Irak Başbakanı Mustafa el-Kazımi, göreve geldiği 7 Mayıs 2020 tarihinden bu yana ikinci yurt dışı ziyaretini 20 Ağustos’ta ABD’ye gerçekleştirdi; el-Kazımi ilk yurt dışı ziyaretini temmuz ayında İran’a yapmıştı. Bu ziyaretle birlikte, 2017’den sonra ilk defa bir Irak Başbakanı Beyaz Saray’da ağırlanmış oldu. Başbakan el-Kazımi’nin ajandasında, 2003 yılından beri ABD işgali altında bulunan Irak’taki güvenlik konuları yanı sıra ekonomik anlaşmalar, Kovid-19 ve DEAŞ’ın uyuyan hücreleri gibi başlıklar öne çıktı.
Irak Başbakanı el-Kazımi, dışişleri, finans ve enerji bakanları dâhil olmak üzere kalabalık bir heyetle Amerika’ya gitti. Heyetin kalabalık olmasının sebebi, ziyaretin bir ay öncesinden başlayan Stratejik Diyalog Toplantıları’nın teknik görüşmelerinin neticelendirilip bazı anlaşmaların imzalanacak olmasıydı. İki ülke yetkilileri arasında; dördü elektrik altyapı sistemleri, üçü petrol ve gaz tesislerinin modernizasyonu ve geliştirilmesi, ikisi finans, biri de sağlık alanında olmak üzere yaklaşık 8-10 milyar dolar değerinde olan toplam dokuz anlaşma imzalandı.

**Kaynak bilgisi**

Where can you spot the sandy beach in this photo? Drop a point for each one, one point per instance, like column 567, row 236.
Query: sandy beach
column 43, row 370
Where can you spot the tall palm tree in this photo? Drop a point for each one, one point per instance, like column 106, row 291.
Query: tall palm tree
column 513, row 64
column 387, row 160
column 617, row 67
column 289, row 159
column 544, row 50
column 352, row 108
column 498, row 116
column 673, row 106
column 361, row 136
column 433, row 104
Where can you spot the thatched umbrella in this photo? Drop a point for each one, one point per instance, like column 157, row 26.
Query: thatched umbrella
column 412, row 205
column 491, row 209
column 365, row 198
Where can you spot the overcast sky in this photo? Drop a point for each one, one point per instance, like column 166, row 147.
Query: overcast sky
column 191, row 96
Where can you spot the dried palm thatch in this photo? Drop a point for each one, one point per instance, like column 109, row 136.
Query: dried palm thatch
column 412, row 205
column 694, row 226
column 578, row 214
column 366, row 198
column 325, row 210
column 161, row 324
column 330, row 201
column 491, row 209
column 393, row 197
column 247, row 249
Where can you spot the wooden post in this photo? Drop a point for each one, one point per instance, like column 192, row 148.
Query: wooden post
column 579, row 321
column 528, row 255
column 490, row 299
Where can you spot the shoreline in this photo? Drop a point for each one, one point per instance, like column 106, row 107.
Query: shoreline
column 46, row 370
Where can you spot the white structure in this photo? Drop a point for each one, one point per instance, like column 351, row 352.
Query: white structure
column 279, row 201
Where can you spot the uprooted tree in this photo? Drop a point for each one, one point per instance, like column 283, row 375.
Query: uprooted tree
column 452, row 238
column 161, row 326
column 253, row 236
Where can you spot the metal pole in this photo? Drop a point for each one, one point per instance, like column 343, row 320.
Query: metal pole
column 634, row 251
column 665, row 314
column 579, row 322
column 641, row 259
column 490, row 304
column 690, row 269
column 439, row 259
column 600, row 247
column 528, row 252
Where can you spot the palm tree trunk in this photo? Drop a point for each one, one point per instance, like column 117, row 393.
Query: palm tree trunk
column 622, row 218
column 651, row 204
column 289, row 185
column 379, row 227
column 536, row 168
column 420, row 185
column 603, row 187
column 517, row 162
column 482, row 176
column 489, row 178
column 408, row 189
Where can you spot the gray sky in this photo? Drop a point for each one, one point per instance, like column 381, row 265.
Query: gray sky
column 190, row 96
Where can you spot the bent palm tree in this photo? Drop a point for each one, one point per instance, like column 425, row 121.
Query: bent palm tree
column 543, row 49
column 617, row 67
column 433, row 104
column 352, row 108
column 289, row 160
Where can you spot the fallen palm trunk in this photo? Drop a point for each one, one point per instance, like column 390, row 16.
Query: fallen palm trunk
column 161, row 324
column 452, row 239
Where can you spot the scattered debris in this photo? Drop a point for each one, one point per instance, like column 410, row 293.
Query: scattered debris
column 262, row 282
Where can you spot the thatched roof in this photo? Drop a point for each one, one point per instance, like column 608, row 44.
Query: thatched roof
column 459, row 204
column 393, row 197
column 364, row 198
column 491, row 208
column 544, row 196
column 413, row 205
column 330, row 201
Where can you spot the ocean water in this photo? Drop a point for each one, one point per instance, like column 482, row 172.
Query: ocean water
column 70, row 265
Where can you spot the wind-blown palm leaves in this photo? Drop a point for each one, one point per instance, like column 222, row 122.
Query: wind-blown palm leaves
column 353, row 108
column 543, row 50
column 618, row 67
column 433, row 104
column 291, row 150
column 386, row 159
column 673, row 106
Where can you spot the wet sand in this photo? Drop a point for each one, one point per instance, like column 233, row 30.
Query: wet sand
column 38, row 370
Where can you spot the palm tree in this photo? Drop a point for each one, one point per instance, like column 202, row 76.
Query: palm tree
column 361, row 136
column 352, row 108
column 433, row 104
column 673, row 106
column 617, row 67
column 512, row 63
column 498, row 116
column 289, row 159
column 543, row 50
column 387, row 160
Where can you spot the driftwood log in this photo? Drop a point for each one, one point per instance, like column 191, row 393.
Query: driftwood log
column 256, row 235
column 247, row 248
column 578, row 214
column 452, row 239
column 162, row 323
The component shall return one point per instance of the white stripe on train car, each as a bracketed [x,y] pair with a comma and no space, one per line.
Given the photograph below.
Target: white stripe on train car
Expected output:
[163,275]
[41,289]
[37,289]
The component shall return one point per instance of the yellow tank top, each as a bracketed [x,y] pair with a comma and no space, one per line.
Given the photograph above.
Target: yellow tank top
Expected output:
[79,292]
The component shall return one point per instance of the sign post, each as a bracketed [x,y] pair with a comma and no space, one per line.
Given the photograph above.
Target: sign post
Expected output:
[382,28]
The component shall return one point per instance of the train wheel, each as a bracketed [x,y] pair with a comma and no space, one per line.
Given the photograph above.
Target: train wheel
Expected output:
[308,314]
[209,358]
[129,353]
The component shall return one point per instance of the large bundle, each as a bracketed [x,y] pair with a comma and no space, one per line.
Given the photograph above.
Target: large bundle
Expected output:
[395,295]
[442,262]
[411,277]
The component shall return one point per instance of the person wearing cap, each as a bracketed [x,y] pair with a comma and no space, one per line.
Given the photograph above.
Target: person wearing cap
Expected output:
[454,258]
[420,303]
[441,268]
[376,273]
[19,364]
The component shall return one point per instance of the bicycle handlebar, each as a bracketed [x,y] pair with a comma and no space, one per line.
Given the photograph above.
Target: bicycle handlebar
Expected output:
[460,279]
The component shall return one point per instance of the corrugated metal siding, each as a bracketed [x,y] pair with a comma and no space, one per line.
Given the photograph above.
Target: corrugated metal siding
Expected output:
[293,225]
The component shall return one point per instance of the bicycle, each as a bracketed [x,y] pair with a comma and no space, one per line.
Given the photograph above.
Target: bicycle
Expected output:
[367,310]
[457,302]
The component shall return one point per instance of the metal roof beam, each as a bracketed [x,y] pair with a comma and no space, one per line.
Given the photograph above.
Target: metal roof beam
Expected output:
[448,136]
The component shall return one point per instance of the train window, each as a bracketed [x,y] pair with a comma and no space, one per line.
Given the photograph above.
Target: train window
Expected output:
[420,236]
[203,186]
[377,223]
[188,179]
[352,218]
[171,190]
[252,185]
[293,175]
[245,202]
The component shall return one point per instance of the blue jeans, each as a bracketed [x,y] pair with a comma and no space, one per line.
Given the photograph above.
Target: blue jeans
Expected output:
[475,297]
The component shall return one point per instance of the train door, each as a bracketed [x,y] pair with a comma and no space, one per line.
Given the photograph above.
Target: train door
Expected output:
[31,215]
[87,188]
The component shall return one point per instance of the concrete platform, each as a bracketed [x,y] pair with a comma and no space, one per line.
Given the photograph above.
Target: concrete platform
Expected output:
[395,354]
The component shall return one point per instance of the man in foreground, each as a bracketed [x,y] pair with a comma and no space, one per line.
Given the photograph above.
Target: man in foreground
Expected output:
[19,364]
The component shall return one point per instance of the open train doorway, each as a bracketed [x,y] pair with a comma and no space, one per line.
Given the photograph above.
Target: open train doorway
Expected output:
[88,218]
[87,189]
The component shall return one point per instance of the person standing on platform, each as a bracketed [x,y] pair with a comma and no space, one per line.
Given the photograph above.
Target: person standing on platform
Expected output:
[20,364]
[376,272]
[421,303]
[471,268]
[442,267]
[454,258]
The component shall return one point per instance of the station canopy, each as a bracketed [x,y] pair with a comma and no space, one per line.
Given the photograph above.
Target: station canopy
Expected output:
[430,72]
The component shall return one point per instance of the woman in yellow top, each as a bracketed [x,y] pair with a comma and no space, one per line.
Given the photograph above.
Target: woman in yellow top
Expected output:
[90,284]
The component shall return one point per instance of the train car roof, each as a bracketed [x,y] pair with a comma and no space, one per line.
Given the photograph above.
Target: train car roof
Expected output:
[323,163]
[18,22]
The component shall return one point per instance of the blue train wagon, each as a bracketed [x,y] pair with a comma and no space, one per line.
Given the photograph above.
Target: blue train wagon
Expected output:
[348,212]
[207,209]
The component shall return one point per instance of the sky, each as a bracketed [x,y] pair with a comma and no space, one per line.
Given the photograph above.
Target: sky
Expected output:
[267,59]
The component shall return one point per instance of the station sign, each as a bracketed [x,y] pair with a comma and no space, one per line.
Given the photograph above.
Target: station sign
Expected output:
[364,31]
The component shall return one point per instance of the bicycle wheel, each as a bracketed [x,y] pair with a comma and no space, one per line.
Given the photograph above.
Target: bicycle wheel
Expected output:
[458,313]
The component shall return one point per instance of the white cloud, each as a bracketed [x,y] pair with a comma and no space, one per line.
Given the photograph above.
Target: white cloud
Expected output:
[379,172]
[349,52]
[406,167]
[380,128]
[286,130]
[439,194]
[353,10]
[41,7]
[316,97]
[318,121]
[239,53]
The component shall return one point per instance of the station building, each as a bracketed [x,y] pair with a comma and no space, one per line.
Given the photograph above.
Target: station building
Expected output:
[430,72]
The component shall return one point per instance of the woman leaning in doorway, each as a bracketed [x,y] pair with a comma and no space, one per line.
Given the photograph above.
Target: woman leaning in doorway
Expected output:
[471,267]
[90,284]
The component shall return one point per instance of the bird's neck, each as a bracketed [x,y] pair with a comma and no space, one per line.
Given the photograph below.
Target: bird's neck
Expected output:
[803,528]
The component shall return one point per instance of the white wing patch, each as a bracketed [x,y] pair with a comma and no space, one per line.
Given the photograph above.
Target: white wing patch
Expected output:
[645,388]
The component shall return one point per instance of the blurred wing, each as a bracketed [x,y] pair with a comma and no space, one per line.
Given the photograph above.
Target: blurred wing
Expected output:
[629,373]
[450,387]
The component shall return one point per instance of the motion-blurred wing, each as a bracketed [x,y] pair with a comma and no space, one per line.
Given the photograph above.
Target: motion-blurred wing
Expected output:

**Görev maddesi A**
El-Kazımi'nin ABD ziyaretini anlatan metne göre iki ülke yetkilileri arasında toplam kaç anlaşma imzalandı?
**Görev maddesi B**
Lütfen el-Kazımi'nin ABD ziyaretini anlatan metni kaldığı yerden sürdürün.

**Görev çıktısı A**
Toplam dokuz anlaşma imzalandı.

**Görev çıktısı B**
Irak hükümeti, Amerikan enerji şirketi General Electric[1] ile Irak’ın enerji altyapısını güçlendirmek ve onarmak için 1,27 milyar dolar değerinde iki anlaşma imzaladı. Böylece Irak’ın İran’a enerji konusundaki bağımlılığının azaltılması ve halkın protesto gösterilerine neden olan elektrik kesintilerinin son bulması hedefleniyor. Ayrıca Chevron petrol arama şirketiyle de Irak’ın Dikar (Dhi Qar) bölgesindeki petrol üretim tesislerinin modernize edilmesi ve geliştirilmesine yönelik bir anlaşma imzalandı; anlaşmayla Irak’ın petrol üretiminin arttırılması planlanıyor. Bunların yanı sıra yapılan diğer enerji anlaşmaları ve Amerikan Eximbank üzerinden verilen kredilerle Amerika, enerji tüketiminde ve diğer ticari alanlarda Irak’ın İran’a olan bağımlılığını azaltmayı, ülkedeki İran nüfuzunu kırmayı amaçlıyor. Bu noktada özellikle Amerika’nın 204 milyon dolarlık insani yardım desteğinin el-Kazımi’nin elini rahatlatmaya yönelik bir adım olduğu değerlendiriliyor.
Bu ziyaretin hükümete karşı düzenlenen protesto gösterilerinin arttığı bir döneme denk gelmesi, el-Kazımi’nin çıkış yolu aradığının da bir göstergesi. Ziyaret öncesinde The Associated Press’e[2] verdiği mülakatta Amerikan askerlerinin Irak’tan çekilmesi gerektiği konusunda bir konsensüs oluştuğunu, Irak’ta doğrudan muharip güce ihtiyaç olmadığını fakat DEAŞ’a karşı Irak ordusunun eğitilmesi için desteğe ihtiyaç duyduklarını ve bu amaçla bir teknik ekibin bir-iki aydır birlikte çalıştığını ifade eden el-Kazımi, İran ve Amerika arasındaki mücadelede taraf olmak istemediklerini ve her iki ülkeyle de eşit devlet statüsünde görüşmeyi tercih ettiklerini söyledi.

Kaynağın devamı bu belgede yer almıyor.